++++ DATA TO USE ++++
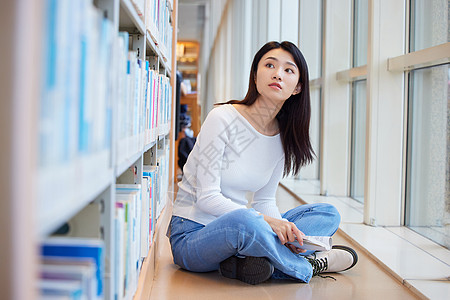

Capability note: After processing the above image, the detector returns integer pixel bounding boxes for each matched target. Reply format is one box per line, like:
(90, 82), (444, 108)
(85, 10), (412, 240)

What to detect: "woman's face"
(255, 48), (301, 102)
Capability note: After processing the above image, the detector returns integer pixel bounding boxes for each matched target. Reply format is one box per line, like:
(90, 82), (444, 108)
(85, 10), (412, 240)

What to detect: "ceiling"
(178, 0), (210, 44)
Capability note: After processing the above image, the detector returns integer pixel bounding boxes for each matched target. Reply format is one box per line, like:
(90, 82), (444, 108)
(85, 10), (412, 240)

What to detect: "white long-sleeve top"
(173, 104), (284, 225)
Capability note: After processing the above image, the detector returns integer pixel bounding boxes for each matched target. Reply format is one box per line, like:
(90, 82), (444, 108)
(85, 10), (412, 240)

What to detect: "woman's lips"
(269, 82), (281, 90)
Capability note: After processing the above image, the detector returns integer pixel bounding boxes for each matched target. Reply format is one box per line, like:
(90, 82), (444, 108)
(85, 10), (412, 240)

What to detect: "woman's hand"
(263, 215), (306, 253)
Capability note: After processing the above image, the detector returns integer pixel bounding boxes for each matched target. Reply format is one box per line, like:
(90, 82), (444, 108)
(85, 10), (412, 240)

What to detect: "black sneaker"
(219, 256), (274, 284)
(306, 245), (358, 276)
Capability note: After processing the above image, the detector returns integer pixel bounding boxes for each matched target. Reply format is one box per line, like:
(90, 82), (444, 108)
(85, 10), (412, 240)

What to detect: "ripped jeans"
(169, 203), (341, 283)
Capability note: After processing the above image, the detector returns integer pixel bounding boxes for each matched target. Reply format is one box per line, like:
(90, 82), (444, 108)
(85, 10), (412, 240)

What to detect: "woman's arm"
(184, 107), (246, 216)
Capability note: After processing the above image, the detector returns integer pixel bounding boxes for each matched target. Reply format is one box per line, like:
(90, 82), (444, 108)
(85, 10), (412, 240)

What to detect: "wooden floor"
(148, 188), (417, 300)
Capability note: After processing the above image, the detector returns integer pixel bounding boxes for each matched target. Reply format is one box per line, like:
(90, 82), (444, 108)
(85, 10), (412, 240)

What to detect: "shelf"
(144, 141), (156, 152)
(37, 151), (113, 238)
(146, 27), (172, 77)
(119, 0), (145, 34)
(114, 151), (142, 177)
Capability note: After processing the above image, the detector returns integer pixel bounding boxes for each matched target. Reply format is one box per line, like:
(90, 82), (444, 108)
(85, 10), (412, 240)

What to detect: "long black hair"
(221, 41), (314, 176)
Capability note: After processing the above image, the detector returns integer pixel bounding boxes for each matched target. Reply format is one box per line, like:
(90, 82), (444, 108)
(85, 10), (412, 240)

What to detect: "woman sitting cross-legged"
(168, 42), (357, 284)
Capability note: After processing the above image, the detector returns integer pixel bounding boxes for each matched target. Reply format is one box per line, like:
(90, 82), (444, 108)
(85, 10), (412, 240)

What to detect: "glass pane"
(406, 65), (450, 248)
(410, 0), (450, 52)
(350, 80), (367, 202)
(353, 0), (369, 67)
(299, 0), (322, 79)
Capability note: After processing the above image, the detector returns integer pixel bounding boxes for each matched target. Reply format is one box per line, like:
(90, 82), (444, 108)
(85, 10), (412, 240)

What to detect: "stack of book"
(146, 0), (173, 61)
(38, 0), (115, 167)
(37, 237), (104, 299)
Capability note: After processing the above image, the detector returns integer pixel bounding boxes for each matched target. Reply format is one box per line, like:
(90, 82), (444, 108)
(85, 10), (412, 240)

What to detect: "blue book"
(41, 237), (105, 297)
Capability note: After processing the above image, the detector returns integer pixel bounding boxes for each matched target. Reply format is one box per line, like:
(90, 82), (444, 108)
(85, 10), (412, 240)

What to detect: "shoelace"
(307, 253), (336, 281)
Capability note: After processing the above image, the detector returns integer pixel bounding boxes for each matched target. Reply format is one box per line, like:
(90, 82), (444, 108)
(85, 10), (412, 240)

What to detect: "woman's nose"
(272, 69), (281, 80)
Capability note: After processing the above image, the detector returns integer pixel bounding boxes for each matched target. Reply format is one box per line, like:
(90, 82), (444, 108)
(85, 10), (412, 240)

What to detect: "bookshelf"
(0, 0), (178, 299)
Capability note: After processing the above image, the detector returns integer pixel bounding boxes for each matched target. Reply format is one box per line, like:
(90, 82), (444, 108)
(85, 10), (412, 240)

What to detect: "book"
(41, 237), (105, 297)
(289, 236), (333, 251)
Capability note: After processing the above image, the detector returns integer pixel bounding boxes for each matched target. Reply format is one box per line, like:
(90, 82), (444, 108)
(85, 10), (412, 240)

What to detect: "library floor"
(150, 187), (418, 300)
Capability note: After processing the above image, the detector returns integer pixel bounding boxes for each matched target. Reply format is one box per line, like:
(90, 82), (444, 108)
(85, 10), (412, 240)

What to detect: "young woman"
(168, 42), (357, 284)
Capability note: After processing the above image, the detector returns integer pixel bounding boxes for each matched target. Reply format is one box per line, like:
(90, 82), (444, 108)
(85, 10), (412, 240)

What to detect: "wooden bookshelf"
(0, 0), (178, 299)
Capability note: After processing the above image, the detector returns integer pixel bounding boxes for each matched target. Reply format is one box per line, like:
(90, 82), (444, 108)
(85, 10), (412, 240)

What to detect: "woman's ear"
(292, 83), (302, 95)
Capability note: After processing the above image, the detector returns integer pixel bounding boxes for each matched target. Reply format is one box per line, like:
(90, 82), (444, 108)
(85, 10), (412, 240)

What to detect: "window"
(350, 0), (369, 202)
(405, 0), (450, 248)
(299, 0), (323, 179)
(350, 80), (367, 202)
(409, 0), (450, 52)
(406, 65), (450, 248)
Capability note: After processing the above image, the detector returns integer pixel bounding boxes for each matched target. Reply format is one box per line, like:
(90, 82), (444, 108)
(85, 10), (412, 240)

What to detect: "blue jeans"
(169, 203), (341, 282)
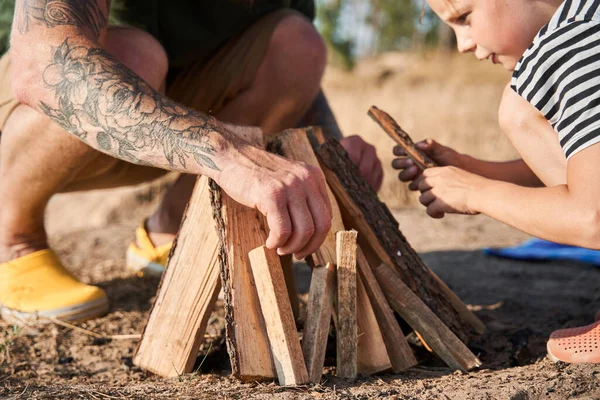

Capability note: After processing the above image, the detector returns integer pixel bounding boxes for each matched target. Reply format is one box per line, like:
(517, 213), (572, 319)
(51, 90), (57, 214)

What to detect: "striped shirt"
(511, 0), (600, 159)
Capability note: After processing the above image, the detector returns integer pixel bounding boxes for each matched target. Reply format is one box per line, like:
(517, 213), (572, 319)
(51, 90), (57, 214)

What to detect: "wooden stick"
(248, 246), (308, 386)
(356, 275), (392, 375)
(302, 263), (336, 383)
(318, 139), (476, 342)
(356, 247), (417, 372)
(368, 106), (436, 169)
(336, 231), (358, 379)
(133, 176), (221, 377)
(211, 184), (276, 381)
(373, 264), (481, 371)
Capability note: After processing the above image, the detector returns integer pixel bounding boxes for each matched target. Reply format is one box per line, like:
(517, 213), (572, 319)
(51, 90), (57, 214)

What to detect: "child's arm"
(415, 145), (600, 249)
(392, 139), (543, 190)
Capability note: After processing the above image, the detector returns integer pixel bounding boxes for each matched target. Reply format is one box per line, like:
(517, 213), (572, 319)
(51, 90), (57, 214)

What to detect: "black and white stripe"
(511, 0), (600, 159)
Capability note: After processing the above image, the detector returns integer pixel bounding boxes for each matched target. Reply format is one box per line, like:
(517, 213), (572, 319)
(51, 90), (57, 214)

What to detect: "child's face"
(428, 0), (553, 71)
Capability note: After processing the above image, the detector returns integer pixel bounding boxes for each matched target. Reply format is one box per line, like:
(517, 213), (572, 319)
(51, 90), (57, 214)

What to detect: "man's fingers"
(294, 188), (332, 260)
(277, 197), (315, 255)
(265, 200), (292, 249)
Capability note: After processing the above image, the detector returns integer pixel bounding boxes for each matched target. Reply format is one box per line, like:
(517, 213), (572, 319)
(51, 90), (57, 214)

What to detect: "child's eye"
(455, 12), (471, 25)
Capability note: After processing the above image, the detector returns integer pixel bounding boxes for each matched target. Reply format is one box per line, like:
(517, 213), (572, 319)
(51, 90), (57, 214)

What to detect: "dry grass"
(324, 53), (516, 207)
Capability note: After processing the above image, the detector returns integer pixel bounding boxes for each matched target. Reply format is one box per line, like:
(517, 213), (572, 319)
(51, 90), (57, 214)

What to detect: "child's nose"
(456, 35), (477, 53)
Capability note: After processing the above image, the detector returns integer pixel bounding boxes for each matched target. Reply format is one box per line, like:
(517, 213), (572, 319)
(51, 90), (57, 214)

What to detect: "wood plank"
(356, 247), (417, 372)
(211, 184), (276, 381)
(368, 106), (436, 169)
(133, 176), (221, 377)
(356, 275), (392, 375)
(302, 263), (336, 383)
(317, 136), (476, 342)
(336, 231), (358, 379)
(248, 246), (308, 386)
(373, 264), (481, 371)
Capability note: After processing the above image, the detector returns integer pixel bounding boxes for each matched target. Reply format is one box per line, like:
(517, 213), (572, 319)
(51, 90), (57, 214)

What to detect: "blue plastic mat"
(483, 239), (600, 266)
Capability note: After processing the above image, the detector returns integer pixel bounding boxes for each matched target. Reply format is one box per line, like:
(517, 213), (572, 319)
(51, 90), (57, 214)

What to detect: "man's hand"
(217, 146), (332, 259)
(411, 166), (486, 218)
(392, 139), (464, 190)
(340, 135), (383, 192)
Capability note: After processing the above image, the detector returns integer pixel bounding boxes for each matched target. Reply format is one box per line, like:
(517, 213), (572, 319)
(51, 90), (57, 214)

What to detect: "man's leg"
(147, 15), (326, 246)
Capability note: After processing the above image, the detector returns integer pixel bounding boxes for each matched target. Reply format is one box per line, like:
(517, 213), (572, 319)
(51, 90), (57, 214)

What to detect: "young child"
(393, 0), (600, 363)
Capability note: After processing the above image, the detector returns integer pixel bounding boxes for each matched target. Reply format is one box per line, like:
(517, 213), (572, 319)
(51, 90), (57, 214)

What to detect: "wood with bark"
(317, 139), (476, 342)
(133, 176), (221, 377)
(302, 263), (336, 383)
(211, 184), (276, 381)
(248, 246), (309, 386)
(368, 106), (436, 169)
(356, 247), (417, 372)
(373, 264), (481, 372)
(336, 231), (358, 379)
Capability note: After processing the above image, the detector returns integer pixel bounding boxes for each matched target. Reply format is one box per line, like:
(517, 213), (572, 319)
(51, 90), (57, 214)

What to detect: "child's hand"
(411, 166), (485, 218)
(392, 139), (462, 190)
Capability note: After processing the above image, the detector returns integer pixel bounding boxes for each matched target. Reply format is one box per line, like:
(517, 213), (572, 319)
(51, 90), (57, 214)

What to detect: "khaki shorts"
(0, 9), (302, 192)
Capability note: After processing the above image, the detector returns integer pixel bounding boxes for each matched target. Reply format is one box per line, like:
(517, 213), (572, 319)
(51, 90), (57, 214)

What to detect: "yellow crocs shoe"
(126, 221), (173, 276)
(0, 249), (108, 324)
++++
* WHAT NEEDS TO BE DONE
Rewrite the part of the listing that opens at its start and closes with the line containing "(263, 215), (306, 253)", both ends included, adding 24 to every coordinate in the answers. Leave the pictures out.

* FINISHED ANSWER
Capability note: After processing the above image, the detector returns integer pixel bounding boxes for each matched target. Reply format is one box per line, like:
(90, 82), (444, 108)
(85, 10), (412, 240)

What to detect: "woman's face"
(279, 72), (325, 126)
Capability note: After processing the above image, the detector returns integer pixel bounding boxes for each matched target. Reply format is one box per line, like:
(90, 82), (444, 108)
(85, 10), (412, 240)

What to detect: "ceiling"
(202, 24), (234, 68)
Capability note: After processing the above image, the detector returns integer pixel bounding boxes for each matched target. Reply format is one box per line, like:
(90, 82), (444, 108)
(85, 10), (412, 240)

What to detect: "white long-sleeve top"
(197, 128), (308, 249)
Capability note: After processing the above image, the detector returns integer pixel bounding boxes for each matched target. Reply format is one box per line, like:
(90, 82), (444, 108)
(85, 10), (412, 240)

What to detect: "woman's lips"
(293, 106), (305, 114)
Capability note: After processing the above image, the detector returns integer pixel bounding boxes for each matched target. Reply format is one box per line, like:
(90, 82), (444, 108)
(85, 10), (412, 240)

What to detect: "woman's hand"
(287, 239), (330, 277)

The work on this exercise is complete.